*Texto proporcionado*.
>>>>
El venerable Juan Pablo I, gran catequista, se expresaba así, el día antes de su fallecimiento[1], el 27 de septiembre de 1978:
«Dios mío, con todo el corazón y sobre todas las cosas os amo a Vos, bien infinito y felicidad eterna nuestra; por amor a Vos amo al prójimo como a mí mismo y perdono las ofensas recibidas. Señor, que os ame cada vez más. Es una oración muy conocida, entretejida con frases bíblicas. Me la enseñó mi madre. La rezo varias veces al día también ahora.
Dice la Imitación de Cristo: el que ama corre, vuela, goza (1. III, cap. V, 4). Amar a Dios es viajar con el corazón a Dios. Un viaje bellísimo. De muchacho, me entusiasmaban los viajes narrados por Julio Verne (Veinte mil leguas de viaje submarino, De la tierra a la luna, La vuelta al mundo en 80 días...). Pero los viajes del amor a Dios son mucho más interesantes. Están contados en las vidas de los santos. Por ejemplo, San Vicente de Paúl es un gigante de la caridad: amó a Dios más de lo que se ama a un padre y a una madre; él mismo fue un padre para prisioneros, enfermos, huérfanos y pobres. San Pedro Claver, consagrándose enteramente a Dios firmaba Pedro, esclavo de los negros para siempre.
El viaje comporta a veces sacrificios, pero estos no nos deben detener. Jesús está en la cruz: ¿lo quieres besar? No puedes por menos e inclinarte hacia la cruz y dejar que te puncen algunas espinas de la corona que tiene la cabeza del Señor (cf. San Francisco de Sales, Obras). No puedes hacer lo que el bueno de San Pedro, que supo muy bien gritar Viva Jesús en el monte Tabor, donde había gozo, pero ni siquiera se dejó ver junto a Jesús en el monte Calvario, donde había peligro y dolor».
Shema, Israel. Escucha, Israel. Y podemos hoy decir nosotros: Escucha, cristiano. Escucha porque este mensaje es para ti. Jesús hoy nos enseña el resumen de todos los mandamientos: amar a Dios sobre todas las cosas y amar a tu prójimo.
«El amor de Dios -sigue diciendo Juan Pablo I- es también un viaje misterioso: es decir, uno no lo emprende si Dios no toma la iniciativa primero. Nadie -ha dicho Jesús- puede venir a Mí si el Padre no le atrae (Jn 6,44). Se preguntaba San Agustín: y entonces, ¿dónde queda la libertad humana? Pero Dios, que ha querido y construido esta libertad, sabe cómo respetarla aun llevando los corazones al punto que Él se propone. Te atrae no solo de modo que tú mismo llegues a quererlo, sino hasta de manera que gustes de ser atraído (San Agustín, In Io. Evang. Tr. 26,4)».
<<<<
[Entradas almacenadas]
>>>>
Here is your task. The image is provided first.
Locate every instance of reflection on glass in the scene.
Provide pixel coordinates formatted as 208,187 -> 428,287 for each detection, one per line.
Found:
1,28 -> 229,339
<<<<
*Requisitos del ejercicio*.
1. Reproduce sin cambios el fragmento del texto sobre el amor a Dios que va desde "Dice la Imitación" hasta "negros para siempre.".
2. Transcribe tal cual, línea por línea, todas las entradas almacenadas.
El texto y las entradas no guardan ninguna relación entre sí.

*Respuestas dadas*.
1.
Dice la Imitación de Cristo: el que ama corre, vuela, goza (1. III, cap. V, 4). Amar a Dios es viajar con el corazón a Dios. Un viaje bellísimo. De muchacho, me entusiasmaban los viajes narrados por Julio Verne (Veinte mil leguas de viaje submarino, De la tierra a la luna, La vuelta al mundo en 80 días...). Pero los viajes del amor a Dios son mucho más interesantes. Están contados en las vidas de los santos. Por ejemplo, San Vicente de Paúl es un gigante de la caridad: amó a Dios más de lo que se ama a un padre y a una madre; él mismo fue un padre para prisioneros, enfermos, huérfanos y pobres. San Pedro Claver, consagrándose enteramente a Dios firmaba Pedro, esclavo de los negros para siempre.

2.
Here is your task. The image is provided first.
Locate every instance of reflection on glass in the scene.
Provide pixel coordinates formatted as 208,187 -> 428,287 for each detection, one per line.
Found:
1,28 -> 229,339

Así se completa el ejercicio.